所给文本
* * * * * * * * *
第 3 章 日志故障排除

3.1. 查看日志记录状态

您可以查看 Red Hat OpenShift Logging Operator 的状态和其他日志记录组件。

3.1.1. 查看 Red Hat OpenShift Logging Operator 的状态

您可以查看 Red Hat OpenShift Logging Operator 的状态。

先决条件

  • 安装了 Red Hat OpenShift Logging Operator 和 OpenShift Elasticsearch Operator。

流程

  1. 运行以下命令,切换到 openshift-logging 项目:

    $ oc project openshift-logging
  2. 运行以下命令来获取 ClusterLogging 实例状态:

    $ oc get clusterlogging instance -o yaml

    输出示例

    apiVersion: logging.openshift.io/v1
    kind: ClusterLogging
    # ...
    status:  1
      collection:
        logs:
          fluentdStatus:
            daemonSet: fluentd  2
            nodes:
              collector-2rhqp: ip-10-0-169-13.ec2.internal
              collector-6fgjh: ip-10-0-165-244.ec2.internal
              collector-6l2ff: ip-10-0-128-218.ec2.internal
              collector-54nx5: ip-10-0-139-30.ec2.internal
              collector-flpnn: ip-10-0-147-228.ec2.internal
              collector-n2frh: ip-10-0-157-45.ec2.internal
            pods:
              failed: []
              notReady: []
              ready:
              - collector-2rhqp
              - collector-54nx5
              - collector-6fgjh
              - collector-6l2ff
              - collector-flpnn
              - collector-n2frh
      logstore: 3
        elasticsearchStatus:
        - ShardAllocationEnabled:  all
          cluster:
            activePrimaryShards:    5
            activeShards:           5
            initializingShards:     0
            numDataNodes:           1
            numNodes:               1
            pendingTasks:           0
            relocatingShards:       0
            status:                 green
            unassignedShards:       0
          clusterName:             elasticsearch
          nodeConditions:
            elasticsearch-cdm-mkkdys93-1:
          nodeCount:  1
          pods:
            client:
              failed:
              notReady:
              ready:
              - elasticsearch-cdm-mkkdys93-1-7f7c6-mjm7c
            data:
              failed:
              notReady:
              ready:
              - elasticsearch-cdm-mkkdys93-1-7f7c6-mjm7c
            master:
              failed:
              notReady:
              ready:
              - elasticsearch-cdm-mkkdys93-1-7f7c6-mjm7c
    visualization:  4
        kibanaStatus:
        - deployment: kibana
          pods:
            failed: []
            notReady: []
            ready:
            - kibana-7fb4fd4cc9-f2nls
          replicaSets:
          - kibana-7fb4fd4cc9
          replicas: 1

    1
    在输出中,集群状态字段显示在 status 小节中。
* * * * * * * * *
给定数据
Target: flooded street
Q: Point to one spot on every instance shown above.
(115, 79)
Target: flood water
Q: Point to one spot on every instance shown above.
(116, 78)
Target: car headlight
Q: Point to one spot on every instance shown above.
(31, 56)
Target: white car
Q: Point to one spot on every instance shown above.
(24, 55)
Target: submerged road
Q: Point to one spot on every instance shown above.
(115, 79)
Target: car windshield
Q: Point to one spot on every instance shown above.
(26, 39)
* * * * * * * * *
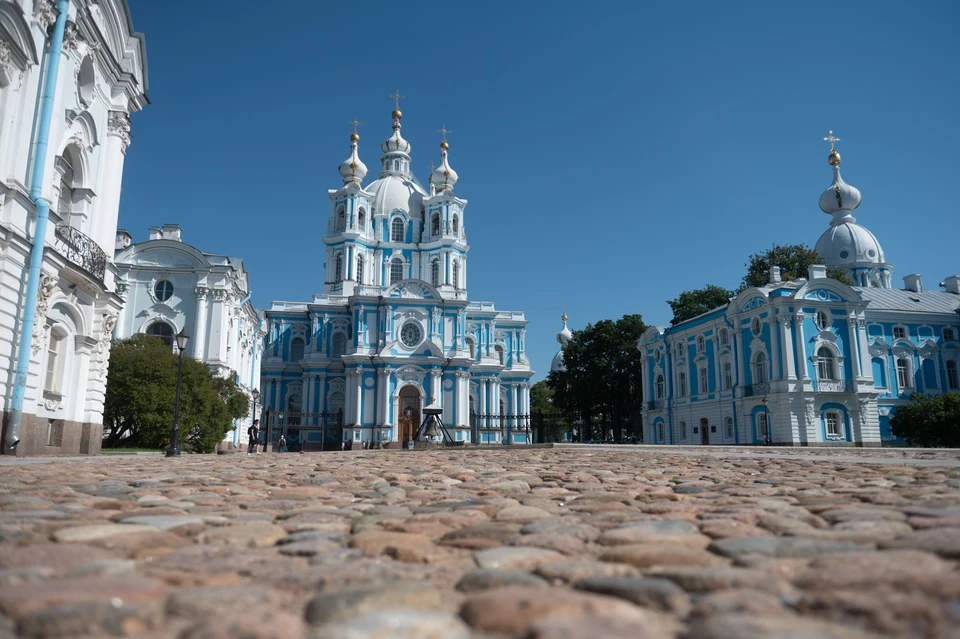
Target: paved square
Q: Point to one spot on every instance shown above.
* * * * * * * * *
任务 1
在上面的日志故障排除文本中，找出 elasticsearchStatus 的 cluster 小节里值为 0 的所有字段名。
任务 2
从上面两组条目中找出所有含有字符串“Target”的行，并逐行抄录。

练习答案 1
initializingShards、pendingTasks、relocatingShards、unassignedShards

练习答案 2
Target: flooded street
Target: flood water
Target: car headlight
Target: white car
Target: submerged road
Target: car windshield
Target: paved square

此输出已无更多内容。